Teks yang Diberikan:
Lewat kotoran gajah, WWF Indonesia dan Lembaga Biologi Molekular Eijkman memaparkan hasil studi DNA hewan bertubuh besar tersebut. Rupanya dari studi ini, sejumlah tujuan yang hendak dicapai pun terkait dengan pelestarian dan perlindungan gajah Sumatera.
Dari studi yang dilakukan, kita akan mampu menghitung populasi dan mengetahui kekerabatan satu individu atau kelompok populasi dengan individu atau kelompok lainnya. Hal tersebut disebabkan karena kerentanan gajah terhadap penyakit akibat perkawinan sedarah.
Selain mencegah adanya variasi genetik yang rendah, studi ini juga mengupayakan penyelesaikan permasalahan antara gajah dan manusia lewat mitigasi konflik. Tak hanya itu, studi genetik ini mampu membantu kerja forensik dan penegakan hukum tindak pidana pada perburuan satwa liar, terutama gajah.

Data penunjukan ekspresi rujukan
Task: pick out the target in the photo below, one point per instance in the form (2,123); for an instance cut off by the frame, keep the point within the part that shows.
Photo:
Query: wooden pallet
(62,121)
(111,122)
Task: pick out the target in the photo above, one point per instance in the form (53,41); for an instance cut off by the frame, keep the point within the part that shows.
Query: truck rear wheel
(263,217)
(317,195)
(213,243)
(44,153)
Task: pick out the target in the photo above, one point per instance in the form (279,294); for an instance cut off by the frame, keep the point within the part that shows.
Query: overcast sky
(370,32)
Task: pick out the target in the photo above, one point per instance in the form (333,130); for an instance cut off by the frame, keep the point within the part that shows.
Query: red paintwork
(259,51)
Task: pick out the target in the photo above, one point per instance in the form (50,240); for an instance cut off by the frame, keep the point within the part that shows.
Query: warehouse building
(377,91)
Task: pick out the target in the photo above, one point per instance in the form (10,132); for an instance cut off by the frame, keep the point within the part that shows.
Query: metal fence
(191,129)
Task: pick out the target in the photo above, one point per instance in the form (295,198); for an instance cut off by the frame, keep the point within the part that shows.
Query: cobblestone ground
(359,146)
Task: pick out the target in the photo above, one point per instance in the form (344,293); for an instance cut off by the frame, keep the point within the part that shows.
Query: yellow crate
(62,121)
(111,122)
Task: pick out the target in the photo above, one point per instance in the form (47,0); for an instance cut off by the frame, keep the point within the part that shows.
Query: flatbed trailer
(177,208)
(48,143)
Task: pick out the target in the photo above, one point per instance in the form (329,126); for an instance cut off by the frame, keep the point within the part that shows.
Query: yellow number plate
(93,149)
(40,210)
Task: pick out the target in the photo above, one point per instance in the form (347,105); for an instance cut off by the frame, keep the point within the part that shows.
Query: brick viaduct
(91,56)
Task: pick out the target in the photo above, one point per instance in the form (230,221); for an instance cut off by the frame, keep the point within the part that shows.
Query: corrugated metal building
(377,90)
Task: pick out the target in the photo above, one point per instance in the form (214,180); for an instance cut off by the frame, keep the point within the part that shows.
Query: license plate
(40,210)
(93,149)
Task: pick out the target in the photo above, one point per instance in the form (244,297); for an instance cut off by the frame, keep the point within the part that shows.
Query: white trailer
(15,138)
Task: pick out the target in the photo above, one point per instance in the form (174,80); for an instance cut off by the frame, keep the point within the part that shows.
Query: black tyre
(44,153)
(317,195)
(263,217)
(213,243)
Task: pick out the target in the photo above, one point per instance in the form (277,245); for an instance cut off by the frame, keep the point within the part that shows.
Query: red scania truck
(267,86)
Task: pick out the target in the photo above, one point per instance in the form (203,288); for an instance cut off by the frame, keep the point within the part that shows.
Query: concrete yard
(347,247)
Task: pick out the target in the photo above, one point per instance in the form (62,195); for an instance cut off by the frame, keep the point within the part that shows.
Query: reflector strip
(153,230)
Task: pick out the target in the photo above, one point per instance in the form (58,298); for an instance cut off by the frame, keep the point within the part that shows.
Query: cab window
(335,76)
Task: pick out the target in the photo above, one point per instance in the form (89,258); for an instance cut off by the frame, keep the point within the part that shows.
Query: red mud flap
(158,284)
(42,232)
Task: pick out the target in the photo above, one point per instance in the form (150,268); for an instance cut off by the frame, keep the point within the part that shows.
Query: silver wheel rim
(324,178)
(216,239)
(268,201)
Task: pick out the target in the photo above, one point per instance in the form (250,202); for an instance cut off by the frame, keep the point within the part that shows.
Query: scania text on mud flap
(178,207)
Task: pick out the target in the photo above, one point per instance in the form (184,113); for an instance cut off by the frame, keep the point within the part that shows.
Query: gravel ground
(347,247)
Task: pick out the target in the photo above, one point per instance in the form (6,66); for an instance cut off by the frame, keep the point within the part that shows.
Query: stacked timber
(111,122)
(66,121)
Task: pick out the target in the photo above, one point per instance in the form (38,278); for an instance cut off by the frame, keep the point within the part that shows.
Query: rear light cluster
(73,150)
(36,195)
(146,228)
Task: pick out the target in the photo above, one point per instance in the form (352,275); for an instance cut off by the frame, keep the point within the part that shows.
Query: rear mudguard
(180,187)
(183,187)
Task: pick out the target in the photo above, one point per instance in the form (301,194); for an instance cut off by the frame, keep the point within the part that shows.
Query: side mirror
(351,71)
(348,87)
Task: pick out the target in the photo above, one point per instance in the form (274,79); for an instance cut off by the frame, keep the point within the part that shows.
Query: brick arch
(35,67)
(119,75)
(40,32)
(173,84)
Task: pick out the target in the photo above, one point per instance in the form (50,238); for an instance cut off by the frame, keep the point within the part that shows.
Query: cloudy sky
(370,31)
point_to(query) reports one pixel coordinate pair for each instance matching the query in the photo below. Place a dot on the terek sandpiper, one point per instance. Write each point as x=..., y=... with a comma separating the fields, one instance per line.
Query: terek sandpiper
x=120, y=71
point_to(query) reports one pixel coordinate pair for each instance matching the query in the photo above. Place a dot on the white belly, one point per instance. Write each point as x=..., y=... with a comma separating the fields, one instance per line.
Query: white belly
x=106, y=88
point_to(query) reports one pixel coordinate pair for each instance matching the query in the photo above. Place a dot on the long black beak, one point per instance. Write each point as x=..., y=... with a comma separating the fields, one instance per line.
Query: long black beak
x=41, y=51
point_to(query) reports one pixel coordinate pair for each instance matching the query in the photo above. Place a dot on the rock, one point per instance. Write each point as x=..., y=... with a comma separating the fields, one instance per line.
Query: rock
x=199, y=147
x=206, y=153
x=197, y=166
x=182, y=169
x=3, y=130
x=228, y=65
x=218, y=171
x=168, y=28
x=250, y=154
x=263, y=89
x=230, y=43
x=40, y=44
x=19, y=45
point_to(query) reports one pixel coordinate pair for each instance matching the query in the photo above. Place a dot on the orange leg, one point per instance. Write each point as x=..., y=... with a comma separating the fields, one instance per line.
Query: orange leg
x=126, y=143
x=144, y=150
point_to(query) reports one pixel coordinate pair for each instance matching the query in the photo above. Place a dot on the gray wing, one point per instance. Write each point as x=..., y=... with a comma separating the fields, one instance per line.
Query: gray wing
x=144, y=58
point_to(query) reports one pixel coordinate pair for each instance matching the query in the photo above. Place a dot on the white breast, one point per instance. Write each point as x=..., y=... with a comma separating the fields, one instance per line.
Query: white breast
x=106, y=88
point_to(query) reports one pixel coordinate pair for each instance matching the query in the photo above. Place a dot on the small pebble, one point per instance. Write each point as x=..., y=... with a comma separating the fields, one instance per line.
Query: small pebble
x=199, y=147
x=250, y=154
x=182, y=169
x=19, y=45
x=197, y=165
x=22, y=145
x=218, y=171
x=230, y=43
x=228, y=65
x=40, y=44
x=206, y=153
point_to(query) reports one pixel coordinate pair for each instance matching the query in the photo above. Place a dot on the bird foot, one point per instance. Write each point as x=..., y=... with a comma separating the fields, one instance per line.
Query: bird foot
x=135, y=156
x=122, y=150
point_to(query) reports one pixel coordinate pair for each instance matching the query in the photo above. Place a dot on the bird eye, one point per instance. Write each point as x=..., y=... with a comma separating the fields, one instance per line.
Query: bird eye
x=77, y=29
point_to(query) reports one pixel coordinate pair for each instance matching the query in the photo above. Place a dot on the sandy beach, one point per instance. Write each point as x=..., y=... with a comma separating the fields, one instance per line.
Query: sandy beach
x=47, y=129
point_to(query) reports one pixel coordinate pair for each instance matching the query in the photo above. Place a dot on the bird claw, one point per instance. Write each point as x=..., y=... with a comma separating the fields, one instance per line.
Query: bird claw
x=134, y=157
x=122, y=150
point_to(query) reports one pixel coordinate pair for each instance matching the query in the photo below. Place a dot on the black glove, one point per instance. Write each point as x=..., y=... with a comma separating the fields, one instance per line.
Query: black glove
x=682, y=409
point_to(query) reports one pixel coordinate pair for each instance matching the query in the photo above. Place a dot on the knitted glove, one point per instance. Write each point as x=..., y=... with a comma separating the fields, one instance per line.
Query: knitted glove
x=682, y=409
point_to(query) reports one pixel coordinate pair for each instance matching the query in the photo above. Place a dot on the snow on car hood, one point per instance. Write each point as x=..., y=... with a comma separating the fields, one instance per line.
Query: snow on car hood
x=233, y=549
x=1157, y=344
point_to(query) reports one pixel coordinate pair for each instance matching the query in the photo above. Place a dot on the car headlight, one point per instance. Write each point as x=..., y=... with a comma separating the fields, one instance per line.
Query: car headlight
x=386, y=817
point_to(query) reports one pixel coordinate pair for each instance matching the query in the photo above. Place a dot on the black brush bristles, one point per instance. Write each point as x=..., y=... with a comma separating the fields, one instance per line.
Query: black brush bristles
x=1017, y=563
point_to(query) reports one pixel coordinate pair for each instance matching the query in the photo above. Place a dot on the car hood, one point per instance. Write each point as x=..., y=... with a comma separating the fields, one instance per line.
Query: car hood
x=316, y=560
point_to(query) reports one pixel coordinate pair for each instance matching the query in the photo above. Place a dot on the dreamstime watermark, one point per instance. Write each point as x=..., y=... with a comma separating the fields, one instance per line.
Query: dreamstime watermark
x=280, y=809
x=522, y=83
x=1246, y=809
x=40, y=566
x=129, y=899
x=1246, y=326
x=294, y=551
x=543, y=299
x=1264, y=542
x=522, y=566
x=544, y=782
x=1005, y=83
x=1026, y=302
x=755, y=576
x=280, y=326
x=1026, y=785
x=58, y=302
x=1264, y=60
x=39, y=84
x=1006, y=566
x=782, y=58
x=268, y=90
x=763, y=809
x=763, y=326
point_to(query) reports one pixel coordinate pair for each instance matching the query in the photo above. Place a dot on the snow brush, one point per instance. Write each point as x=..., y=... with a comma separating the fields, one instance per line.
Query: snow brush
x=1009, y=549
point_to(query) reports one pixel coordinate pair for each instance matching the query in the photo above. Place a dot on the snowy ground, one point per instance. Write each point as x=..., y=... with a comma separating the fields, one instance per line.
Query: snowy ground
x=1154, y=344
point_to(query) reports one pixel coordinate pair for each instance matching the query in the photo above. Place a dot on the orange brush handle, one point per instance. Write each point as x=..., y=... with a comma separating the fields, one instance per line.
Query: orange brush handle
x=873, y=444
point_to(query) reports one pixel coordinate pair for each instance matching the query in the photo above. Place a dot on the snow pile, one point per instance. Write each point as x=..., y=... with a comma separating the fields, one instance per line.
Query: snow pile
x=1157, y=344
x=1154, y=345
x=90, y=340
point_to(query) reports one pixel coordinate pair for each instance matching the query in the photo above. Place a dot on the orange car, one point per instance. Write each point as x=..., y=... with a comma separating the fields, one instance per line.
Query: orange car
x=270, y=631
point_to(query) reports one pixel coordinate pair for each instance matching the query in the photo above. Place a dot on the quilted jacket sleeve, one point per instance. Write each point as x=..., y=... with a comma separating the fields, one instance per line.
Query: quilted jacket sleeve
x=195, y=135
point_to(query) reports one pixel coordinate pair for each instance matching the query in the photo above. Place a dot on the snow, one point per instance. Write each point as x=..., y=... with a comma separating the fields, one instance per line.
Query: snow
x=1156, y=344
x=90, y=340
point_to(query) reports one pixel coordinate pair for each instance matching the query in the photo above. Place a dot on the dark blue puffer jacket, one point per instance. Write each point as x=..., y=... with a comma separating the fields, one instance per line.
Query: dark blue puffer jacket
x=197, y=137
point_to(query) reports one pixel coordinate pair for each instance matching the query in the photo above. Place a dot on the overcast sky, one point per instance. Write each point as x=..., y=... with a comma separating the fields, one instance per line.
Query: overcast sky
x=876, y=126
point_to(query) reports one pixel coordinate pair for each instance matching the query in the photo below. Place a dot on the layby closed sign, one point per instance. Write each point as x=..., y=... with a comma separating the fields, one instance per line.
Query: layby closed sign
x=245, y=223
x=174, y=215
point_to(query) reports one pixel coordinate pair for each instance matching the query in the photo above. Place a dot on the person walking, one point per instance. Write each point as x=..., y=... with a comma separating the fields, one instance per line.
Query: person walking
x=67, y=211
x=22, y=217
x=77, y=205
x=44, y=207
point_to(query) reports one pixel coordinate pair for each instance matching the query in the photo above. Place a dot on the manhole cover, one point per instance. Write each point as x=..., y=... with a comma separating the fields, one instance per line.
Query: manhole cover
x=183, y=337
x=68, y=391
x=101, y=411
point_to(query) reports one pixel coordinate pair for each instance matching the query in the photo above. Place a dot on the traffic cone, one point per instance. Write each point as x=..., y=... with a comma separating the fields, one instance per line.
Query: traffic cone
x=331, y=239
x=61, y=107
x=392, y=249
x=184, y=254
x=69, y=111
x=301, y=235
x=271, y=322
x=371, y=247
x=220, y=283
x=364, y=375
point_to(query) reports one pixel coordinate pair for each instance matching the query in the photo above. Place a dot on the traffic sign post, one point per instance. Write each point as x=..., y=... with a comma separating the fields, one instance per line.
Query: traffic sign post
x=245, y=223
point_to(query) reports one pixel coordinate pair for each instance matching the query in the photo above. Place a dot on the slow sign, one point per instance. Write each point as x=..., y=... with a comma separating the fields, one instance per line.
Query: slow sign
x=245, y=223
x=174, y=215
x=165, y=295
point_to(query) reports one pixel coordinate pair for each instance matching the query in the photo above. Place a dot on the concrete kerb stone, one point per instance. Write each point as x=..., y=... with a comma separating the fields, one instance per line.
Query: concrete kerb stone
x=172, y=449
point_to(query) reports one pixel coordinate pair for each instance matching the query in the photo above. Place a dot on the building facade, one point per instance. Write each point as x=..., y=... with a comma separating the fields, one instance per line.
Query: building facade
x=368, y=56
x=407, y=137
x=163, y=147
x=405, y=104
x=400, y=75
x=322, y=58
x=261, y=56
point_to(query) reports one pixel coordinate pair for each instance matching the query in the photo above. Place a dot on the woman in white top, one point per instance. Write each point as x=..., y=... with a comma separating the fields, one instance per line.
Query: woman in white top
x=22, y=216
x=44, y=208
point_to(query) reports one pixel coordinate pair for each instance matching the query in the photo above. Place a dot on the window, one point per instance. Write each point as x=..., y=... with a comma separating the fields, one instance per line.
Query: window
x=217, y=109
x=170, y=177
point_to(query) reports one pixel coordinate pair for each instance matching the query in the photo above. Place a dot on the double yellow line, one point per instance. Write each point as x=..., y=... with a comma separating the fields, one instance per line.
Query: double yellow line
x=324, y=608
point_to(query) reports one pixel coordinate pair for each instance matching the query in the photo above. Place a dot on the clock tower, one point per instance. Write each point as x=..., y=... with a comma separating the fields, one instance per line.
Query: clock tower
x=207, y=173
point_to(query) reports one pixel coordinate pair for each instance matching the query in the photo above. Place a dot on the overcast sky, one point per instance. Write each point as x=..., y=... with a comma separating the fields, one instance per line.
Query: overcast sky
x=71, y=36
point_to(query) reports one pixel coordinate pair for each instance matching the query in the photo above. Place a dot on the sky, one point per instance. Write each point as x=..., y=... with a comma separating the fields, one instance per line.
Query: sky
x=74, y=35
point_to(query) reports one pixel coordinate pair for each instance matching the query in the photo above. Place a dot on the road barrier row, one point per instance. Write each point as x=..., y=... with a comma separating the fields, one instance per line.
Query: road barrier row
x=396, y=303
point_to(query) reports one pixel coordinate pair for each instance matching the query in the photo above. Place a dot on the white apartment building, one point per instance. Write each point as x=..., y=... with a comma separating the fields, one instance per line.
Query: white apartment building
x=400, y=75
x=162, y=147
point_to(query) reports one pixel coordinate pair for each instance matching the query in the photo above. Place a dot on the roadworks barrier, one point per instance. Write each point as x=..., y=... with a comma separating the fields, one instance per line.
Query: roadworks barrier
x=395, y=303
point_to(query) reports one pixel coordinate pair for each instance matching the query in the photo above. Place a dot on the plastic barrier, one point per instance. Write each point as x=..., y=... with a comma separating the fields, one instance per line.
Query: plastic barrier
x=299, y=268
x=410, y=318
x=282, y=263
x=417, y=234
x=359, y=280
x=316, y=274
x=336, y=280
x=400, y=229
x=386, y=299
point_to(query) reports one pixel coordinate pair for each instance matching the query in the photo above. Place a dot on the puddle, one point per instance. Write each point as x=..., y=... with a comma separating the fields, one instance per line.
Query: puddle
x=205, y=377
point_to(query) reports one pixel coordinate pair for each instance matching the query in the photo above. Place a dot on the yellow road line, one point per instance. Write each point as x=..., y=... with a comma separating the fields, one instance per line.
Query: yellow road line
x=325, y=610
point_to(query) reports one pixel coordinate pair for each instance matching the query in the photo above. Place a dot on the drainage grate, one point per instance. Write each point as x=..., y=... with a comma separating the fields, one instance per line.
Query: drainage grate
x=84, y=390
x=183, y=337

Tugas Anda:
Tulis ulang bagian teks tentang studi DNA gajah antara "Selain mencegah adanya" dan "liar, terutama gajah.", termasuk kedua batas itu, dengan mengganti "mitigasi konflik" menjadi "penanganan konflik".

Jawaban Anda:
Selain mencegah adanya variasi genetik yang rendah, studi ini juga mengupayakan penyelesaikan permasalahan antara gajah dan manusia lewat penanganan konflik. Tak hanya itu, studi genetik ini mampu membantu kerja forensik dan penegakan hukum tindak pidana pada perburuan satwa liar, terutama gajah.